(Text begins)

It’s time to address the monster that is domestic violence, and the insidious silence around it which allows it to live. Inconsistencies in definitions, lack of reporting, and a dearth of in-depth studies concerning the issue have all made it extremely difficult to estimate a true figure representing domestic violence against women in our country. According to a recent report published by the Human Rights Commission in Pakistan (HRCP), one big reason for inadequate support provided to women dealing with domestic violence is low reporting rates. The prevalence of misogyny keeps women clamped up in fear of further repercussions, and inhibits them from seeking help. They are silenced by those around them and made to bear injustices and brutality, out of desperation and a lack of alternatives. As per an estimate, approximately 70 to 90% of Pakistani women are subjected to domestic violence.

(Text ends)
(Data begins)

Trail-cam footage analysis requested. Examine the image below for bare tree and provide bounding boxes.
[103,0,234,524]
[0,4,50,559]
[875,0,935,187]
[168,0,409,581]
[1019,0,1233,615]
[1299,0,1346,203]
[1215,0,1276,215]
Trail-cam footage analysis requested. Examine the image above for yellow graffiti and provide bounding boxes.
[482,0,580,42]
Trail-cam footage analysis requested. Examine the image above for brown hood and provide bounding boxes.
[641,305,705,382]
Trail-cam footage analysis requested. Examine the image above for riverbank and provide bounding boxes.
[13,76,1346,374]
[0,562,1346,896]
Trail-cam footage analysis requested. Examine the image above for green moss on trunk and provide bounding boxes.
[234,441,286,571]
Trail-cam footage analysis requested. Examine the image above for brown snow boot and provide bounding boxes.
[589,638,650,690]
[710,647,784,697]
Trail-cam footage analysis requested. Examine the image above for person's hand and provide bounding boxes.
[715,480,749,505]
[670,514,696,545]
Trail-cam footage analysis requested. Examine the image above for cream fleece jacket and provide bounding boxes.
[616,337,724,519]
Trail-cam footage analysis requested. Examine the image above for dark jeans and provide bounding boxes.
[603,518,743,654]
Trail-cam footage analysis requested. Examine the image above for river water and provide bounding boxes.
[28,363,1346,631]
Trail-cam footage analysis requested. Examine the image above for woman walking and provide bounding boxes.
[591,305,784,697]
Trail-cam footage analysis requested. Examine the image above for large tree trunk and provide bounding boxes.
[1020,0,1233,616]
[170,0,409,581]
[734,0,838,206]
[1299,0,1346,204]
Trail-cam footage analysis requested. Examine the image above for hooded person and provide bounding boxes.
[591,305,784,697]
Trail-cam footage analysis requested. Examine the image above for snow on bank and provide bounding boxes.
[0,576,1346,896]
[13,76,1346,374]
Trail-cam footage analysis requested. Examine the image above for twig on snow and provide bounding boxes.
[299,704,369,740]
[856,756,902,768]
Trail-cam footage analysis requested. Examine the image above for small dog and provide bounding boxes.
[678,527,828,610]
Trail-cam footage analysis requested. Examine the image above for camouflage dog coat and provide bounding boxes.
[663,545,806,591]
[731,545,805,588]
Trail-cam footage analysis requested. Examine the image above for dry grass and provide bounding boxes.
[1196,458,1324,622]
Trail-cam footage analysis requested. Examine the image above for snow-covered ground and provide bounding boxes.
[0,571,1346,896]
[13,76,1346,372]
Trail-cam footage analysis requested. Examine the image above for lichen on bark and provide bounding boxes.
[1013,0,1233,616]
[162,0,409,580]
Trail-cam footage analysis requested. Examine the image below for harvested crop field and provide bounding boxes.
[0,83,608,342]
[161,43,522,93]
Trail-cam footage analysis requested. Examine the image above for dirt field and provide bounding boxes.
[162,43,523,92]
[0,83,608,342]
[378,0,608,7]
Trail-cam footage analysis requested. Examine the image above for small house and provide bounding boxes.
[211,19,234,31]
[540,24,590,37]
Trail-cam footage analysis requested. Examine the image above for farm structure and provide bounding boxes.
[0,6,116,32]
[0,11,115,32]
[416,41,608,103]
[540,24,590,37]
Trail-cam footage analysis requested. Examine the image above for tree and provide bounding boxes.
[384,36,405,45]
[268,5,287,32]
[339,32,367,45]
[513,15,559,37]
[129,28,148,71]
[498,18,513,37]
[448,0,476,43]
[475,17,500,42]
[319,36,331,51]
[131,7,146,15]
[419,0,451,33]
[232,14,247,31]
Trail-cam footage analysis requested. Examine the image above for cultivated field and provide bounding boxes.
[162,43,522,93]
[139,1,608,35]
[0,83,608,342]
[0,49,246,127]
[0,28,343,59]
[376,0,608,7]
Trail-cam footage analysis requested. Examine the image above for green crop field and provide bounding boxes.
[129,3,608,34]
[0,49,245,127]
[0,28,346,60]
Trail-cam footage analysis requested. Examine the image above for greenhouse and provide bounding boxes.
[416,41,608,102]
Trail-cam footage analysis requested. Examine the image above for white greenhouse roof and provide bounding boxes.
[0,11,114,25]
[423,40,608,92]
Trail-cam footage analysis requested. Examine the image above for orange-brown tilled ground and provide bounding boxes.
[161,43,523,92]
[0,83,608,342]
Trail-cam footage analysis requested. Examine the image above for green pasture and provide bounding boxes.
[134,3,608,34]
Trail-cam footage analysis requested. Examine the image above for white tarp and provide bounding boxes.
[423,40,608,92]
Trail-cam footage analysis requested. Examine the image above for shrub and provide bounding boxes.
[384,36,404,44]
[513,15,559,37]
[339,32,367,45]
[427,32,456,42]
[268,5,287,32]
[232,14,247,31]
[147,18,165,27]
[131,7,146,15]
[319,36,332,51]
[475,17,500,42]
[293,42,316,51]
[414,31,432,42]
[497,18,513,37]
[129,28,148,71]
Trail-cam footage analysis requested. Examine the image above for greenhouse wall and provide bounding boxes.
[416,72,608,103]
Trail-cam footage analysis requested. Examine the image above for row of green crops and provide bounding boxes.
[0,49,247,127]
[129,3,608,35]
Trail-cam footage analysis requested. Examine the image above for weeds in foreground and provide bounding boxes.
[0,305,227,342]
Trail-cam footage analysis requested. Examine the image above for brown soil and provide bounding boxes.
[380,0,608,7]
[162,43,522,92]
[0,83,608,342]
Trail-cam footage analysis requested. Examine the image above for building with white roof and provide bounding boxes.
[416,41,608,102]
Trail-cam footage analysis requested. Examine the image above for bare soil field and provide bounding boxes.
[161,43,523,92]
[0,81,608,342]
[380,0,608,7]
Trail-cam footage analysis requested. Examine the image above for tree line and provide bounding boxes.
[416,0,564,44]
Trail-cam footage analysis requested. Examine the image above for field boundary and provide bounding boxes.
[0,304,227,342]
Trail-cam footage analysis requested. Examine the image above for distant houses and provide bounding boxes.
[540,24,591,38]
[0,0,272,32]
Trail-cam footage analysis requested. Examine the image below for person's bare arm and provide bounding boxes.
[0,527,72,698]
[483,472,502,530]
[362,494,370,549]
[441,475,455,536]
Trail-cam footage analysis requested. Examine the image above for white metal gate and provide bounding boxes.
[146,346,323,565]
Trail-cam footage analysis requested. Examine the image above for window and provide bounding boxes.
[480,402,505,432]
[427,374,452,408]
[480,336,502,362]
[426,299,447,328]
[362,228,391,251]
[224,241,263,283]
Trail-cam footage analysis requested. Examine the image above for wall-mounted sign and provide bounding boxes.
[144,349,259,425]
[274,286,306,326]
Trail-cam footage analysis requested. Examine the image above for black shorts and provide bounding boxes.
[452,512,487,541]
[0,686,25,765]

(Data ends)

> _Task statement_: Reproduce the part of the text on domestic violence between "It’s time to" and "to domestic violence.", inclusive.

> _Result for this exercise_:
It’s time to address the monster that is domestic violence, and the insidious silence around it which allows it to live. Inconsistencies in definitions, lack of reporting, and a dearth of in-depth studies concerning the issue have all made it extremely difficult to estimate a true figure representing domestic violence against women in our country. According to a recent report published by the Human Rights Commission in Pakistan (HRCP), one big reason for inadequate support provided to women dealing with domestic violence is low reporting rates. The prevalence of misogyny keeps women clamped up in fear of further repercussions, and inhibits them from seeking help. They are silenced by those around them and made to bear injustices and brutality, out of desperation and a lack of alternatives. As per an estimate, approximately 70 to 90% of Pakistani women are subjected to domestic violence.